▸ **YOUR GOAL**
Print out every line of the listing below without alteration.

───── SUPPLIED DATA ─────

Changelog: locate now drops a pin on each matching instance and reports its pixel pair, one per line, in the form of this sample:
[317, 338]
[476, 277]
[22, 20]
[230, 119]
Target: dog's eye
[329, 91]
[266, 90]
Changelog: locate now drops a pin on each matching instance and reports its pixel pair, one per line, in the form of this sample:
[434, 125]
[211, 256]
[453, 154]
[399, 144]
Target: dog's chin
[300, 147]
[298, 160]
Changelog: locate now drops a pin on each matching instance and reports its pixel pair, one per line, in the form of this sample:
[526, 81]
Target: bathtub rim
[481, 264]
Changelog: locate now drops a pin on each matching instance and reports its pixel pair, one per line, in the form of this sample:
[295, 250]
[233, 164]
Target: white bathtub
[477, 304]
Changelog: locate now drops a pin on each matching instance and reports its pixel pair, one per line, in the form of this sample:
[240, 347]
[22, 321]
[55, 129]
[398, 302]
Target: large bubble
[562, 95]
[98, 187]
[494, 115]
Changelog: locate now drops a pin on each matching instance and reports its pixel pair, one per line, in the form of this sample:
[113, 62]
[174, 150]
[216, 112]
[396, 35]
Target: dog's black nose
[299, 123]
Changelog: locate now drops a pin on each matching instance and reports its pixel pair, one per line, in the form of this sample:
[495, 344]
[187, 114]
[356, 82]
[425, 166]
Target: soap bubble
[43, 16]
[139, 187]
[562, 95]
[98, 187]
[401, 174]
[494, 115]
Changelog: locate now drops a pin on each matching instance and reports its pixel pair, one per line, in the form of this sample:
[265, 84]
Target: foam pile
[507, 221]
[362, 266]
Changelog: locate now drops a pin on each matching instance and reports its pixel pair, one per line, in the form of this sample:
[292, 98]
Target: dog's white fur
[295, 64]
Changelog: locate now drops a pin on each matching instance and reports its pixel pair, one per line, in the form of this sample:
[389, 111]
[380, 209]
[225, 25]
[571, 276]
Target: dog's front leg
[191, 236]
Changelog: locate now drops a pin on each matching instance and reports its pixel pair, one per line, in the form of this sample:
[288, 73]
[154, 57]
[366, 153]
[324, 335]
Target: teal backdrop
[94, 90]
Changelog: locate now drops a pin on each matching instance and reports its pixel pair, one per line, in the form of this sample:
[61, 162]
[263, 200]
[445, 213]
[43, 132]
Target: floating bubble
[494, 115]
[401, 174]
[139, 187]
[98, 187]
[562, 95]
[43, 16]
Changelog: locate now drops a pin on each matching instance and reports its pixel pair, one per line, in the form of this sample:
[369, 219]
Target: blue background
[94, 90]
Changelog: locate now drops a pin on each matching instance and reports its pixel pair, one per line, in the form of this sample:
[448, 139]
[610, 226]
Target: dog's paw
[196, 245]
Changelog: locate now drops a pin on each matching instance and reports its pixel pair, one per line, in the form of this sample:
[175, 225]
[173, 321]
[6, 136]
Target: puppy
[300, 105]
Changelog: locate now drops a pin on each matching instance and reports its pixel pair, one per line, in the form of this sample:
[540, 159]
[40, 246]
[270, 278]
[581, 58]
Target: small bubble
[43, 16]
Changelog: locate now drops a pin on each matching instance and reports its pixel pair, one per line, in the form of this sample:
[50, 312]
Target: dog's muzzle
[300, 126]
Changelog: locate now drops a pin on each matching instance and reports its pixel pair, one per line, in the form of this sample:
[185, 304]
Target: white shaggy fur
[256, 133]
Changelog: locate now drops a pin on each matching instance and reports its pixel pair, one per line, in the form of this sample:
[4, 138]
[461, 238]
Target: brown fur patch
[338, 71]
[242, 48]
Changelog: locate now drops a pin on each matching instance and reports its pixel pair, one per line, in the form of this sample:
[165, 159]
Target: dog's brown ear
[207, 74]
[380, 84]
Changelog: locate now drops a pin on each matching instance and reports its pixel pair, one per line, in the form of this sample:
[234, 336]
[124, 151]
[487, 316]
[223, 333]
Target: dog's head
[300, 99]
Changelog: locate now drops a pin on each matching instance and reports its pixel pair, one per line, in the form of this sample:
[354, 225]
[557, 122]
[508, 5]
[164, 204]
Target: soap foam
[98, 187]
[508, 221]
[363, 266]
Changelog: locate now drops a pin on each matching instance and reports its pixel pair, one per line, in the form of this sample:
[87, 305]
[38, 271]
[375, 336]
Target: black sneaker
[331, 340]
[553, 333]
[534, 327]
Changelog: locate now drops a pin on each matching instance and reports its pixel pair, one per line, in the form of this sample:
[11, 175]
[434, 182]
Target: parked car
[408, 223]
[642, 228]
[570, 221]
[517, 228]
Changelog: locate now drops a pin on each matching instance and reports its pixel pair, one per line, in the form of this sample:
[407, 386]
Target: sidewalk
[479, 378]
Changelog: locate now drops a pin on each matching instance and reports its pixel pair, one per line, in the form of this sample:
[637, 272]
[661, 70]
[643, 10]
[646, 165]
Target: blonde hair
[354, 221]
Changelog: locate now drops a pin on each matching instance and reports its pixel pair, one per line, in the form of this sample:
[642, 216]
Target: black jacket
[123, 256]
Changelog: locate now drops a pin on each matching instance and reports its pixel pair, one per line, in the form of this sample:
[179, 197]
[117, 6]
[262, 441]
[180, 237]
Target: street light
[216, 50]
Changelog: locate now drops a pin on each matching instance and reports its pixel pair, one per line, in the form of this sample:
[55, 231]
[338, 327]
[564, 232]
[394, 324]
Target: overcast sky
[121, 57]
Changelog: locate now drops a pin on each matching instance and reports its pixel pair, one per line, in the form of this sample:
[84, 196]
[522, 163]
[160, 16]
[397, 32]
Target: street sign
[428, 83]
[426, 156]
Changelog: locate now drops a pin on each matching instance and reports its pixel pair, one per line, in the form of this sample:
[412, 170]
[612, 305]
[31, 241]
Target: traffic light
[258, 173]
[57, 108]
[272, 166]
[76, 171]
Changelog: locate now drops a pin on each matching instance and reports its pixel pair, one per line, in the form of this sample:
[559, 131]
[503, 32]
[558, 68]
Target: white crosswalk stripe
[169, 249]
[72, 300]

─────

▸ **EXERCISE RESULT**
Changelog: locate now drops a pin on each matching instance and reports its pixel pair, one per line, in the form of this sample:
[317, 338]
[476, 277]
[22, 20]
[230, 119]
Target: dog's eye
[329, 91]
[266, 90]
Changelog: locate now drops a pin on each matching instance and reports its pixel pair, one per line, in the form of this sample:
[434, 125]
[211, 256]
[453, 154]
[399, 144]
Target: dog's chin
[300, 147]
[298, 160]
Changelog: locate now drops a pin on each matching instance and reports its pixel pair, one per line, in the form of this sample:
[526, 81]
Target: bathtub rim
[481, 264]
Changelog: locate now drops a pin on each matching instance and reports its pixel pair, one per line, in the form of this sample:
[295, 250]
[233, 164]
Target: white bathtub
[477, 304]
Changelog: locate now drops a pin on each matching instance and reports its pixel pair, one per line, in the form of this sample:
[240, 347]
[22, 321]
[55, 129]
[398, 302]
Target: large bubble
[562, 95]
[98, 187]
[494, 115]
Changelog: locate now drops a pin on each matching instance and reports its pixel pair, one per line, in the form of this sample:
[113, 62]
[174, 150]
[216, 112]
[396, 35]
Target: dog's black nose
[299, 123]
Changelog: locate now drops a pin on each matching instance and reports its pixel pair, one per line, in the form of this sample:
[495, 344]
[187, 114]
[356, 82]
[425, 166]
Target: soap bubble
[43, 16]
[139, 187]
[562, 95]
[98, 187]
[401, 174]
[494, 115]
Changelog: locate now drops a pin on each matching instance and reports its pixel pair, one per line, in the form of this sample:
[265, 84]
Target: foam pile
[507, 221]
[362, 266]
Changelog: locate now drops a pin on each matching instance and reports its pixel pair, one per line, in the form of this sample:
[292, 98]
Target: dog's white fur
[295, 64]
Changelog: locate now drops a pin on each matching instance and reports its pixel pair, one per line, in the form of this sample:
[389, 111]
[380, 209]
[225, 25]
[571, 276]
Target: dog's front leg
[191, 236]
Changelog: locate now drops a pin on each matching instance and reports its pixel pair, one per line, in the form of this sample:
[288, 73]
[154, 57]
[366, 153]
[324, 335]
Target: teal backdrop
[94, 90]
Changelog: locate now drops a pin on each matching instance and reports its pixel pair, one per line, in the form of this sample:
[61, 162]
[263, 200]
[445, 213]
[43, 132]
Target: floating bubble
[494, 115]
[401, 174]
[139, 187]
[98, 187]
[562, 95]
[43, 16]
Changelog: locate now drops a pin on each matching instance and reports its pixel pair, one per line, in the form of this sample:
[369, 219]
Target: blue background
[94, 90]
Changelog: locate now drops a pin on each matching instance and reports its pixel pair, one per line, in the form of this sample:
[448, 139]
[610, 226]
Target: dog's paw
[196, 245]
Changelog: locate now drops a pin on each matching instance and reports its pixel pair, one per line, in the form of this sample:
[175, 225]
[173, 321]
[6, 136]
Target: puppy
[300, 105]
Changelog: locate now drops a pin on each matching instance and reports its pixel pair, one per line, in the form of this sample:
[540, 159]
[40, 246]
[270, 278]
[581, 58]
Target: small bubble
[43, 16]
Changelog: locate now drops a pin on each matching instance and reports its pixel pair, one per line, in the form of this sample:
[50, 312]
Target: dog's muzzle
[300, 126]
Changelog: locate now drops a pin on each matching instance and reports its pixel pair, one per line, in the form of this sample:
[185, 304]
Target: white shaggy fur
[256, 133]
Changelog: locate now drops a pin on each matching instance and reports its pixel pair, one per line, in the form of this sample:
[4, 138]
[461, 238]
Target: brown fur patch
[338, 71]
[242, 48]
Changelog: locate now drops a pin on each matching instance and reports its pixel pair, one per line, in the form of this sample:
[165, 159]
Target: dog's brown ear
[207, 74]
[380, 84]
Changelog: locate now drops a pin on each matching instance and reports its pixel pair, one per line, in the form of this sample:
[234, 336]
[124, 151]
[487, 316]
[223, 333]
Target: dog's head
[300, 99]
Changelog: locate now drops a pin on each matching instance and reports its pixel pair, one per line, in the form of this sample:
[354, 225]
[557, 122]
[508, 5]
[164, 204]
Target: soap foam
[98, 187]
[508, 221]
[363, 266]
Changelog: locate now drops a pin on each matching instance and reports its pixel pair, one per line, in the form of this sample:
[87, 305]
[38, 271]
[375, 336]
Target: black sneaker
[331, 340]
[553, 333]
[534, 327]
Changelog: locate now drops a pin on each matching instance and reports its pixel pair, one per line, in the form of this sample:
[11, 175]
[434, 182]
Target: parked car
[408, 223]
[642, 228]
[570, 221]
[517, 228]
Changelog: locate now drops a pin on each matching instance and reports its pixel pair, one per line, in the form of this sample:
[407, 386]
Target: sidewalk
[479, 378]
Changelog: locate now drops a pin on each matching instance and reports its pixel pair, one per line, in the form of this sample:
[637, 272]
[661, 70]
[643, 10]
[646, 165]
Target: blonde hair
[354, 221]
Changelog: locate now drops a pin on each matching instance and reports its pixel pair, one per line, in the form of this sample:
[642, 216]
Target: black jacket
[123, 256]
Changelog: locate now drops a pin on each matching instance and reports its pixel pair, one per line, in the form of this sample:
[179, 197]
[117, 6]
[262, 441]
[180, 237]
Target: street light
[216, 50]
Changelog: locate now drops a pin on each matching instance and reports its pixel pair, one per line, in the form of this sample:
[55, 231]
[338, 327]
[564, 232]
[394, 324]
Target: overcast sky
[121, 57]
Changelog: locate now drops a pin on each matching instance and reports its pixel pair, one per line, in the form of this sample:
[84, 196]
[522, 163]
[160, 16]
[397, 32]
Target: street sign
[428, 83]
[426, 156]
Changelog: locate now drops a pin on each matching instance and reports its pixel pair, one per line, in the form of this sample:
[412, 170]
[612, 305]
[31, 241]
Target: traffic light
[258, 173]
[57, 108]
[272, 166]
[76, 171]
Changelog: locate now drops a pin on each matching instance and reports its pixel pair, one per line, in the form of this sample:
[559, 131]
[503, 32]
[558, 68]
Target: white crosswalk stripe
[169, 249]
[72, 300]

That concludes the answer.